* [WHAT IS REQUIRED]: Reproduce all the rows below, substituting "independent check" for every occurrence of "second opinion" and changing nothing else.

* [RECORDS PROVIDED]:
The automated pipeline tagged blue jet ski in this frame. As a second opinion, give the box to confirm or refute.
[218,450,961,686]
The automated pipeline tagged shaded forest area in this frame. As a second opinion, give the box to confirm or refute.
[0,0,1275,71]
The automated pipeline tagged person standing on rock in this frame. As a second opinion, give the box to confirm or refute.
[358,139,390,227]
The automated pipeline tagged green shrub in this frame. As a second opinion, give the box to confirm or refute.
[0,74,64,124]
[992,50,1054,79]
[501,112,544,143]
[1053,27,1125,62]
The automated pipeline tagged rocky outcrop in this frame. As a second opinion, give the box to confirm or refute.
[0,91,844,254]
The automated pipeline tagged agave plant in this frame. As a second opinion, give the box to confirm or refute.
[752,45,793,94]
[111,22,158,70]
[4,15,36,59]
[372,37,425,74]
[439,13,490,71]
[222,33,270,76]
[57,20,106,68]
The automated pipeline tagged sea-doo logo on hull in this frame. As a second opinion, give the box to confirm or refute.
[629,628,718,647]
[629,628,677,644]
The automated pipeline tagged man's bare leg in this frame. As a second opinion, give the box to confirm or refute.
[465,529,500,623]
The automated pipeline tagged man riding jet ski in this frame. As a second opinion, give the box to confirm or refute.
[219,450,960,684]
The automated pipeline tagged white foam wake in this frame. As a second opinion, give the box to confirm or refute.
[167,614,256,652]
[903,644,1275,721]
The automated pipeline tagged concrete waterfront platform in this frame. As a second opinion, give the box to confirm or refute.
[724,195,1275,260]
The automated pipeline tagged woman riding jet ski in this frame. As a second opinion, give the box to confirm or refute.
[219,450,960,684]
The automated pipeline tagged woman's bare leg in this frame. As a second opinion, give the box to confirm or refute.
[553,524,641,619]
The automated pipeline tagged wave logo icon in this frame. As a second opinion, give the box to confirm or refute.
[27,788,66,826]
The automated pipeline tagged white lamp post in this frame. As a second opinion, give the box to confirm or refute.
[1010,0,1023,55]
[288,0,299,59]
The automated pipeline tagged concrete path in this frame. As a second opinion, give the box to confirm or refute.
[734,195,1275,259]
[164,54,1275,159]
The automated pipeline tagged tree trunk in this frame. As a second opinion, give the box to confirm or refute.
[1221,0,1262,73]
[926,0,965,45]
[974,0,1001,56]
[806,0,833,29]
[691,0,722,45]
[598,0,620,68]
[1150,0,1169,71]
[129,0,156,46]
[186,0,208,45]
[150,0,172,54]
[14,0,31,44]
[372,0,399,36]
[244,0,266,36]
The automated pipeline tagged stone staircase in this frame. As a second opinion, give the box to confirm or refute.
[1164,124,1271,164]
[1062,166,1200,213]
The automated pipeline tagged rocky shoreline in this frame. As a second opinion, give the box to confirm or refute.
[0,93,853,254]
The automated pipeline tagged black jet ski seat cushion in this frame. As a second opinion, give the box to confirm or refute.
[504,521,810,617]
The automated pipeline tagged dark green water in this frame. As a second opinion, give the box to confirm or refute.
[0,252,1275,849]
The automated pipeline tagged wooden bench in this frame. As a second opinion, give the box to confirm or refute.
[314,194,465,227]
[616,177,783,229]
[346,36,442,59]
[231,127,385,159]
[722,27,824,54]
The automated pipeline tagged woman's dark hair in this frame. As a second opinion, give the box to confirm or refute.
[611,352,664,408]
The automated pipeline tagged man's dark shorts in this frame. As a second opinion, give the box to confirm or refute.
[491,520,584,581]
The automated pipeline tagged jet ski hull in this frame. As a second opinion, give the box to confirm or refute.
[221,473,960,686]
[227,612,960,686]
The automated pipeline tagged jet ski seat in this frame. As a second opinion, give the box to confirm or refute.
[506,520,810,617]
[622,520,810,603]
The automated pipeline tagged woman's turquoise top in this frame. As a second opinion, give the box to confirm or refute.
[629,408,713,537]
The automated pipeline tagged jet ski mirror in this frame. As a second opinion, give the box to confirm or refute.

* [RESULT FOR THIS EXERCISE]:
The automated pipeline tagged blue jet ski in this frame. As a independent check, give the box to confirm or refute.
[218,450,961,686]
The automated pipeline tagged shaded forest area in this frame. As a independent check, give the box to confirm or refute.
[0,0,1275,71]
The automated pipeline tagged person standing on rock in this frame. As a independent check, give the box to confirm or refute.
[358,139,390,227]
The automated pipeline tagged green shrub in this frame. As a independent check, give the box to confirm or refute.
[0,74,64,124]
[992,50,1054,79]
[501,112,544,143]
[1053,27,1125,62]
The automated pipeline tagged rocky outcrop in this frame. As a independent check, give the box to confirm or refute.
[0,91,844,254]
The automated pipeline tagged agave plant in this frame. As a independent check, give the box to confirm or refute.
[752,45,793,94]
[111,22,158,70]
[4,15,36,59]
[372,37,425,74]
[439,13,490,71]
[222,33,270,76]
[57,20,106,68]
The automated pipeline tagged sea-doo logo on hull in this frame. As a independent check, give the box to confirm or refute.
[629,628,718,647]
[629,628,677,644]
The automated pipeline tagged man's bare leg in this frame. As a independent check, give the box to confirm or refute.
[465,529,500,623]
The automated pipeline tagged man riding jet ski in this frame. As a independent check, give the box to confirm or refute.
[219,450,960,684]
The automated pipeline tagged white foam wake in this frame. As a independent check, give the box to confirm or refute.
[167,614,256,652]
[903,644,1275,721]
The automated pipeline tagged concrete waterfront platform in this frame. As a independent check, give the box to confirm or refute.
[724,195,1275,260]
The automated pipeline tagged woman riding jet ski in this frame. As a independent check, give the box to confirm or refute.
[219,450,960,684]
The automated pipeline tagged woman's bare leg in this frame. As a independent check, give the box to confirm or refute.
[553,524,641,619]
The automated pipeline tagged wave logo icon in this frame. As a independent check, give the box to confirm or refute.
[27,788,66,826]
The automated pipeline tagged white lamp post in this frame. As a independent check, give the box to confirm or refute.
[1010,0,1023,55]
[288,0,299,59]
The automated pipeline tagged concrete path in this frame. As a independent check, give the box to confirm or refute.
[734,195,1275,259]
[164,54,1275,159]
The automated pipeline tagged tree trunk in this frame. As a independent check, give the box to confirm or refute.
[1221,0,1262,73]
[926,0,965,45]
[974,0,1001,56]
[806,0,833,29]
[691,0,722,45]
[598,0,620,68]
[1150,0,1169,71]
[129,0,156,46]
[186,0,208,45]
[150,0,172,54]
[14,0,31,44]
[372,0,399,36]
[244,0,266,36]
The automated pipeline tagged stone staircase in this frame. As a independent check, give the box to confirm or refute.
[1164,124,1271,164]
[1062,166,1200,213]
The automated pipeline tagged rocky shoreline in this frame. As a independent check, give the box to confirm or refute.
[0,93,853,254]
The automated pipeline tagged black jet ski seat cushion in this frame. As a independent check, give the box to confirm or refute.
[504,521,810,617]
The automated pipeline tagged dark green water in this frame. As a independent check, give the box to confirm or refute.
[0,252,1275,849]
The automated pipeline tagged wooden bench in this frame. As a independent check, give the box to confirm or refute.
[314,194,465,227]
[616,177,783,229]
[346,36,442,59]
[231,127,385,159]
[722,27,824,54]
The automated pipeline tagged woman's dark hair in this frame. As a independent check, give the box to confirm or refute.
[611,352,664,408]
The automated pipeline tagged man's dark shorts in this frame. As a independent check, give the box to confirm or refute.
[491,520,584,581]
The automated pipeline tagged jet ski hull in this frame. As a independent check, give the box to confirm or refute.
[221,473,960,686]
[227,612,960,686]
The automated pipeline tagged jet ski seat in this frame. As a independent check, give the box to confirm or refute.
[506,520,810,617]
[622,520,810,603]
The automated pipeline tagged woman's turquoise top in this frame. As a independent check, give the box to confirm or refute.
[629,408,713,537]
The automated pipeline tagged jet ski mirror in this frame. As a independent check, give the box to confirm or refute.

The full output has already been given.